» **JOBS**
• A. Using the passage on democracy and values below, decide whether each statement agrees with it. For each, answer yes or no and quote the words from the passage that settle it. (i) The values of Taub and his friends are all prohibitions. (ii) In the Kishon excerpt, Dr. Shimkovitz calls the party's central idea a poor one. (iii) The author would wish to live in a society with no demons threatening democracy and equality.
• B. Go on writing the passage on democracy and values below, starting after its final sentence.

# Start of SUPPLIED TEXT

Democracy is a mode of coexistence for people who hold differing or even contradictory values. But which values exactly should democracy permit to coexist side by side? Taub has no other value to offer us. Perhaps self-actualization, or artistic creation—but these too are not values in the ordinary sense. Taub and his friends would not propose sanctions against one who fails to fulfill them, except against one who denies them to someone else. The supposedly “modernist” values of Taub and his friends are entirely negative and passive. All the values are prohibitions—“thou shalt nots”—based on the ban against causing suffering or harm to another.
One indication that these “values” are of a different kind from classical values—for example, religious values—is the question of what happens once the optimal state has been achieved, a state in which freedom and equality already reign for all the world’s inhabitants. What then would Western and democratic “values” be in such a world?
Ephraim Kishon, in his book Scapegoat, describes the formation of a party that sets itself the goal of a value to which we all aspire: getting rid of bald people. He writes as follows:[^58]
“To be perfectly frank,” Papi announced from the depths of my bed, “we must declare that only one principle serves as our guiding light: the liberation of our country from the yoke of bald people.”
“This idea will steel our nation and create internal unity,” I offered my opinion.
“Exactly so,” replied Dr. Shimkovitz. “The idea is wonderful, no doubt. But what will our program of action be after we have definitively eliminated the camp of the bald?”
Papi and I exchanged embarrassed glances. In truth, we had never given the matter any thought. Indeed, it had been very wise of us to add a professional to our ranks.
“The bald can never be defeated once and for all,” I finally defended the basic idea…
“That is another reason why it is highly desirable to include additional clauses in our platform, apart from those connected with the great central idea…”
A world of values is a world whose existence has some basic meaning, not merely negative-passive meaning. It is impossible to found a world of values on the removal of negative things. What is the goal we will attain once the negative things are removed? Why should we remove them at all?[^\59]
Value-Parasitism
The reader is invited, as a thought experiment, to examine what an Israeli party such as Meretz, for example, and the public it represents, would do once there were no longer demons threatening democracy and equality. What would then be the purpose of their existence? I would not wish to live in a society in such a state. It is highly likely that a massive wave of suicides would break out, stemming from the perception of life as devoid of meaning and purpose. One sees clearly that specifically the various “clerical” and “negative” factors are what enable liberalism, and political correctness as well, to survive and endure. The justification for the existence of liberals lies solely in the existence of violations of liberal values. In an equal and liberal world, no values would remain for them, and their existence would have no value-laden meaning.

# End of SUPPLIED TEXT
# Start of STORED RECORDS

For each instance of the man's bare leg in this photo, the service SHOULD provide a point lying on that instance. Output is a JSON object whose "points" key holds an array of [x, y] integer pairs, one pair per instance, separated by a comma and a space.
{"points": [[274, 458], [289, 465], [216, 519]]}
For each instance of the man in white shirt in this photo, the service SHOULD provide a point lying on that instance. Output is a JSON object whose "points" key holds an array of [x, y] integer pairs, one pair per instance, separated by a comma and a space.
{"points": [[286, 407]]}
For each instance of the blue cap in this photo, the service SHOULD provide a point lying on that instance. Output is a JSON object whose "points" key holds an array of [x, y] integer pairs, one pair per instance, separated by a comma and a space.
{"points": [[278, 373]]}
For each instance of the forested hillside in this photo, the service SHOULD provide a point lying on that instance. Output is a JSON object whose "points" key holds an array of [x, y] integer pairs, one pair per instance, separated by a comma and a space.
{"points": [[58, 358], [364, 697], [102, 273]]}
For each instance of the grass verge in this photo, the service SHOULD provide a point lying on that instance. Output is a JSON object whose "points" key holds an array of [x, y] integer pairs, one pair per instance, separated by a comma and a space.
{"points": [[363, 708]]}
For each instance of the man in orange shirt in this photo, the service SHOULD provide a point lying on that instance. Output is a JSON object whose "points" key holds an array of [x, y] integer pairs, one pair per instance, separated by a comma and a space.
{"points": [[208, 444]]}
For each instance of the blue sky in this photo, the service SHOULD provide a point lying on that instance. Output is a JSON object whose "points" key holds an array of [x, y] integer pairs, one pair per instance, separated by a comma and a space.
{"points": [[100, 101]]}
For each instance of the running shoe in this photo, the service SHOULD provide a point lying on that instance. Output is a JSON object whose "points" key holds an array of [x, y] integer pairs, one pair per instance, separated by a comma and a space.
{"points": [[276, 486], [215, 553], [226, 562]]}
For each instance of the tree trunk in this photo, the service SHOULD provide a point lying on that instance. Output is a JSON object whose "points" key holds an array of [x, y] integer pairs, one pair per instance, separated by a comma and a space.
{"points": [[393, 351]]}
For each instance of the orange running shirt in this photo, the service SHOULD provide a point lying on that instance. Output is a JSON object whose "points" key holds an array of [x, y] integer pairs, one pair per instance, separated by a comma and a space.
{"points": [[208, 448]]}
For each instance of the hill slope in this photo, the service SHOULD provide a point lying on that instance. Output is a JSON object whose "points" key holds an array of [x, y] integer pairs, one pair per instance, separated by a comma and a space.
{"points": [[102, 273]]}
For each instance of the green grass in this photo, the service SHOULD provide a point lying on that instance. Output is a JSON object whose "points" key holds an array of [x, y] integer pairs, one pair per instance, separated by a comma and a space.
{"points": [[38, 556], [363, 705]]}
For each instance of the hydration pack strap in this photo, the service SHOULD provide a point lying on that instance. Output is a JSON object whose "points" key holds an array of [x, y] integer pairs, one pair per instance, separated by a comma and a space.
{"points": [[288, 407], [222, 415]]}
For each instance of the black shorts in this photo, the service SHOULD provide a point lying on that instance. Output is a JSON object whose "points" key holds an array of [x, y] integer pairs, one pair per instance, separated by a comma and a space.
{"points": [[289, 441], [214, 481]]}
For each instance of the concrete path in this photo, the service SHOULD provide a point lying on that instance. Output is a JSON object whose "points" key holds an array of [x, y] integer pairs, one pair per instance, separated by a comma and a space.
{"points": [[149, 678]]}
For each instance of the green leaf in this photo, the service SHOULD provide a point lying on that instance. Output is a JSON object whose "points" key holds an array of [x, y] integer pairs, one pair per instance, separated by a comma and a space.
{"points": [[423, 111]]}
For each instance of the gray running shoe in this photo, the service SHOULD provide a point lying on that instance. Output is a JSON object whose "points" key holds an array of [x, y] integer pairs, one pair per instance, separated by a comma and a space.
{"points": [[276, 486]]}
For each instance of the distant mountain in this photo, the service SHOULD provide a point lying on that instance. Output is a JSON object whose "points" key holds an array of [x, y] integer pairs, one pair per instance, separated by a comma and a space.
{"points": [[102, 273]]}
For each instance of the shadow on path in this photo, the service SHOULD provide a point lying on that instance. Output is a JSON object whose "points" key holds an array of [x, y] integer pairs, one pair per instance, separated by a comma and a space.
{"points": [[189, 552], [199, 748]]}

# End of STORED RECORDS

» **EXERCISE RESULTS**
• A.
(i) Yes: "All the values are prohibitions"
(ii) No: "The idea is wonderful, no doubt."
(iii) No: "I would not wish to live in a society in such a state."

• B.
It is interesting that Taub himself argues of the P.C. camp that they tend to attack precisely those few people belonging to weak social strata who have succeeded in advancing and improving their status. He argues against them that the P.C. person needs the existence of victimhood as a permanent condition, all in order to preserve Kishon’s dictum: “The bald can never be defeated once and for all.” The P.C. person dare not allow any poor victim to improve his condition, for without victims his own existence has no meaning at all. It seems that the same is true of liberals like Taub himself. They too feed off the suffering and the discriminated-against. Were such people not to exist, modernists too would find no value-laden meaning in their lives. What would they struggle over in the name of the absolute values of freedom, equality, and democracy?
It seems that there is something deeper here still. Precisely humanistic liberalism, which, as we have seen, places the individual human being at the center, grounds its entire value-laden existence on the other person, on the existence of another. All its “values,” in one way or another, concern what one ought—or more accurately, ought not—to do to another. Without another person, the liberal has no values. He thus seems to live in contradiction: his position, which places the individual at the center (and as we saw in note 15 above, this is also an ontological stance), specifically requires the other in order to establish its world of values.
It may be that these liberal “values,” which demand that one not interfere with, and not cause harm or suffering to, another, are actually intended to establish all the more forcefully the liberal’s own selfhood. He does not want to disturb another so that his own selfhood, or ego, will not be harmed, so that, God forbid, he should not cease to stand alone in ontological space. So that, God forbid, ties should not be created that would undermine his “I” (and that of others) as the most basic and important entity. This too is a kind of self-expression.
According to this, it seems that on a deeper level not only the other person’s victimhood is required by the liberal in order to establish his world of values, a world that places the individual and himself at the center. Absurd as it sounds, the very existence of the other is what constitutes him. He needs the other in order to distinguish himself from him—just as every Jew, even on a deserted island, needs two synagogues nearby: one in which he will pray, and one in which he will not pray.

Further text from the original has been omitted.